TASK DETAILS: Please rewrite the entries from the line with "Find the boreal" up to and including the line with "227 250 L 961" as a two-column CSV headed request and response, with one row per entry. Put each text and its answer in its own quoted field, with line breaks replaced by spaces.

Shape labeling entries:

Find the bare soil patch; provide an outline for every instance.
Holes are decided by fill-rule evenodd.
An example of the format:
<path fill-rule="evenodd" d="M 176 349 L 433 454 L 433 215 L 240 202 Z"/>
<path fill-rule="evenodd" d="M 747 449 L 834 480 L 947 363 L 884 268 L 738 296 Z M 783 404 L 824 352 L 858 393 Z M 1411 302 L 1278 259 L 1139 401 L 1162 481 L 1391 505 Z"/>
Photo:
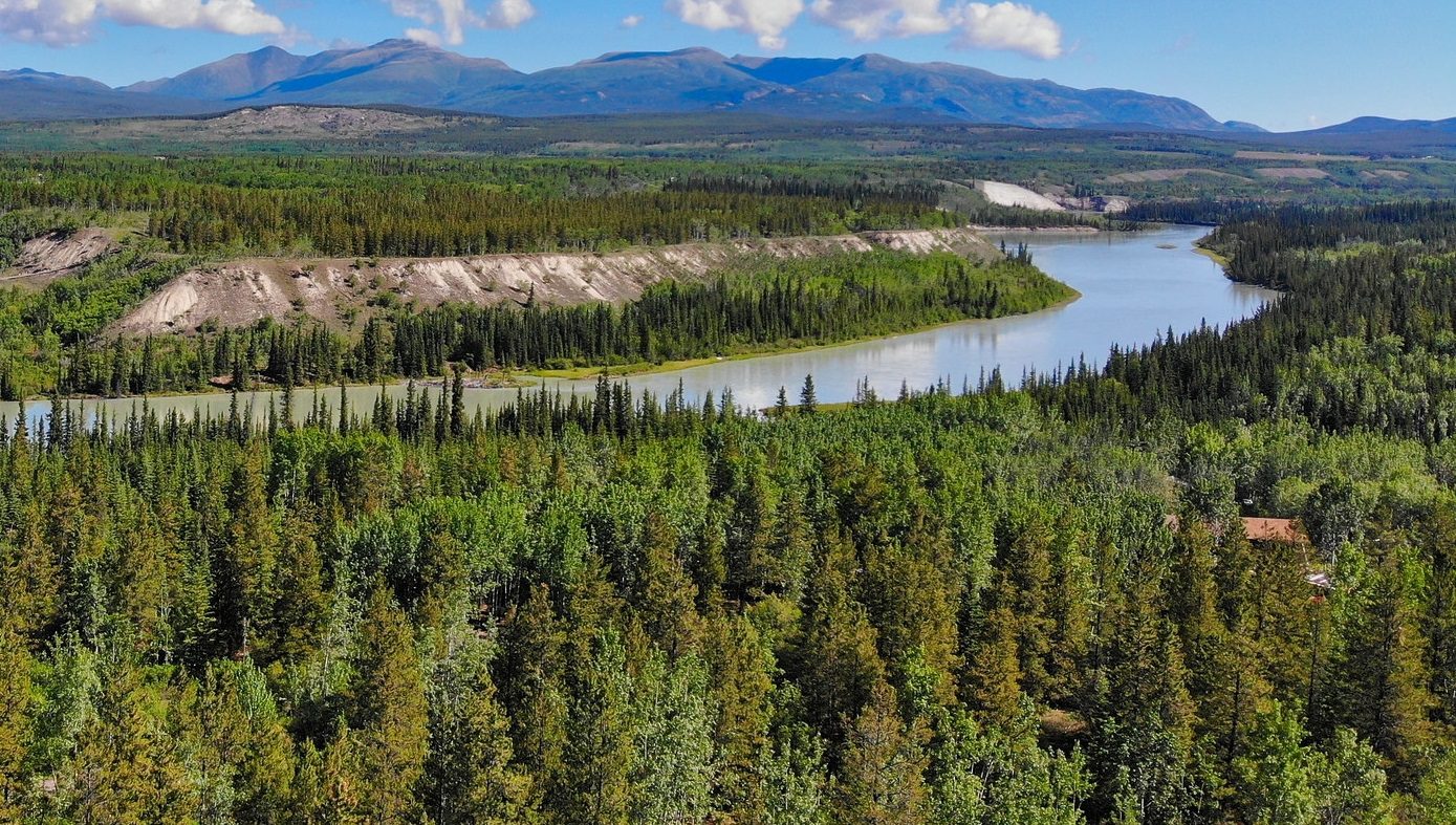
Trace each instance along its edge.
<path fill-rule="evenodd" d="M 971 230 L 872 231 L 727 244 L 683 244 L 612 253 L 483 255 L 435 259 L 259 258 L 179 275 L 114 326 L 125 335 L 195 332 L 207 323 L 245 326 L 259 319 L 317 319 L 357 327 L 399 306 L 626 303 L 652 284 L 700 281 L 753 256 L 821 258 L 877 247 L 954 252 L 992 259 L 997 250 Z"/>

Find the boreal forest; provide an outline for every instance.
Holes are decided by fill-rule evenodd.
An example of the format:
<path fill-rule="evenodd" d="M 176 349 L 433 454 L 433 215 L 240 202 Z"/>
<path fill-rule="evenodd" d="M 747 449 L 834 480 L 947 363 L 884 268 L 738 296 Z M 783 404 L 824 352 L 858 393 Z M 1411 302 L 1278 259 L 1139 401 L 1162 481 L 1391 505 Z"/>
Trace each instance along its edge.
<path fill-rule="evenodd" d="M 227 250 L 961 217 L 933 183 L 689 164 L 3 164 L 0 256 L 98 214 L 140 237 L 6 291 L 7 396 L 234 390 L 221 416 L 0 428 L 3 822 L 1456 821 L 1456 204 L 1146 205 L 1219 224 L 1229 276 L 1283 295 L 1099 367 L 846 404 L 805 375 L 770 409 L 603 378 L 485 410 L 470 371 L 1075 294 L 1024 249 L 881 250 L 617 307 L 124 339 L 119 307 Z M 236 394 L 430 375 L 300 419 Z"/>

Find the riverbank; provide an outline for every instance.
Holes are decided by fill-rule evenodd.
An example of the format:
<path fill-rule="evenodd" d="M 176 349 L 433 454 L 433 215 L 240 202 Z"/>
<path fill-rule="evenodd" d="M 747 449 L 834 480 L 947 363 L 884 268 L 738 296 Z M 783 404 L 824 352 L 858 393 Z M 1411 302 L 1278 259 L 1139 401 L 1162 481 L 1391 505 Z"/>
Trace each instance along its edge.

* * *

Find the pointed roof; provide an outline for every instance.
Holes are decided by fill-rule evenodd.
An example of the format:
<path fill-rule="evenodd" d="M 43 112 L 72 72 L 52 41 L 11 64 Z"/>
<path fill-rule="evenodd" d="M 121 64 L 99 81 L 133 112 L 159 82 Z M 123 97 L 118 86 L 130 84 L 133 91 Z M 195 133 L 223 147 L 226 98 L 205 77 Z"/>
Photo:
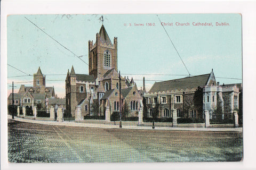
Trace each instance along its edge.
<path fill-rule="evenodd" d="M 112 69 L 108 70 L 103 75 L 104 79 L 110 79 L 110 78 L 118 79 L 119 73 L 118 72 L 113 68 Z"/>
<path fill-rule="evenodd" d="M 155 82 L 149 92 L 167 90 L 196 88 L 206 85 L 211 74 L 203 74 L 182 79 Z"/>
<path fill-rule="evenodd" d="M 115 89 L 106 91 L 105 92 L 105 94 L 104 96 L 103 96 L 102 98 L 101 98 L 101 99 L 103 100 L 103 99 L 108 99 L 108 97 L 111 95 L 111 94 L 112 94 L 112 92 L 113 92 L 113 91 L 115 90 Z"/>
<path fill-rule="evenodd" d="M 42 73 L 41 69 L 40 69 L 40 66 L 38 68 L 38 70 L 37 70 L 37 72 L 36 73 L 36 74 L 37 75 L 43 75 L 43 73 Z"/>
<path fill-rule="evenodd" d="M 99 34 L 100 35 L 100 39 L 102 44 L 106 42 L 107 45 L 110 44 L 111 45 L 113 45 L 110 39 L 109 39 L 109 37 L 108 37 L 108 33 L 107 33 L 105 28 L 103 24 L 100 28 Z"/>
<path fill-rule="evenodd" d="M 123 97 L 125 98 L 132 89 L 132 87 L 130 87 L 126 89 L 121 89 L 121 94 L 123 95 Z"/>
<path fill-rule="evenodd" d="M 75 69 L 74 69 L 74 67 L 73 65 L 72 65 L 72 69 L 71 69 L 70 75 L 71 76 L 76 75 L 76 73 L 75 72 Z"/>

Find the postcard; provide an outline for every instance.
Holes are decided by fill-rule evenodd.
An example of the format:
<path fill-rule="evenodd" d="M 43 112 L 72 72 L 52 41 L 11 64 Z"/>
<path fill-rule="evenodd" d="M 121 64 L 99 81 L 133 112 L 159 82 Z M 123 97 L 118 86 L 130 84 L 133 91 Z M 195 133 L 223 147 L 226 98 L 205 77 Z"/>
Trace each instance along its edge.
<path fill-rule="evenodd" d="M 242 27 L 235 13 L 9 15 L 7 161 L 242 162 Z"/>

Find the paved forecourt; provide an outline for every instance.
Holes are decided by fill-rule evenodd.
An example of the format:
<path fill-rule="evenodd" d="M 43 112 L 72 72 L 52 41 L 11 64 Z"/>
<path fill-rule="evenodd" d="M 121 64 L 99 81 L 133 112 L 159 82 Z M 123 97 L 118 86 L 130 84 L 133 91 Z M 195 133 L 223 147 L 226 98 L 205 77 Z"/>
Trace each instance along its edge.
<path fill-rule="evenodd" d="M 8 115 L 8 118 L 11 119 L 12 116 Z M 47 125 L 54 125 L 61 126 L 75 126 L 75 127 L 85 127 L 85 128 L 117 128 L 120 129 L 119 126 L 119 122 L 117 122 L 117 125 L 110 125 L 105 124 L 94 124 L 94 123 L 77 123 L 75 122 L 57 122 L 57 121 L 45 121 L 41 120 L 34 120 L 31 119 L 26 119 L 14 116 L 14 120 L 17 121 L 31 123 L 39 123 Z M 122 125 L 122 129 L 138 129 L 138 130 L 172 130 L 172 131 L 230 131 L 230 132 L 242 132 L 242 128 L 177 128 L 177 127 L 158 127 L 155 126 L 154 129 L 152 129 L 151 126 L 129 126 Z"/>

EXERCISE ANSWER:
request,response
"Find the boreal forest; provide an outline for every instance. Holes are decided by fill-rule evenodd. An example of the format: <path fill-rule=""evenodd"" d=""M 176 349 L 433 454 L 433 215 L 240 202 Z""/> <path fill-rule=""evenodd"" d=""M 747 449 L 834 480 L 947 363 L 884 268 L 738 296 Z M 783 404 L 824 352 L 858 393 Z M 1411 302 L 1278 259 L 1139 401 L 1162 481 L 1391 505 Z""/> Trace each instance along its edge.","<path fill-rule=""evenodd"" d=""M 227 250 L 961 217 L 933 183 L 689 164 L 3 164 L 0 256 L 98 214 L 140 237 L 6 291 L 7 396 L 234 390 L 221 416 L 0 428 L 3 822 L 1456 821 L 1456 204 L 1146 205 L 1219 224 L 1229 276 L 1283 295 L 1099 367 L 846 404 L 805 375 L 770 409 L 603 378 L 485 410 L 470 371 L 1075 294 L 1024 249 L 881 250 L 617 307 L 124 339 L 119 307 Z M 236 394 L 430 375 L 300 419 Z""/>"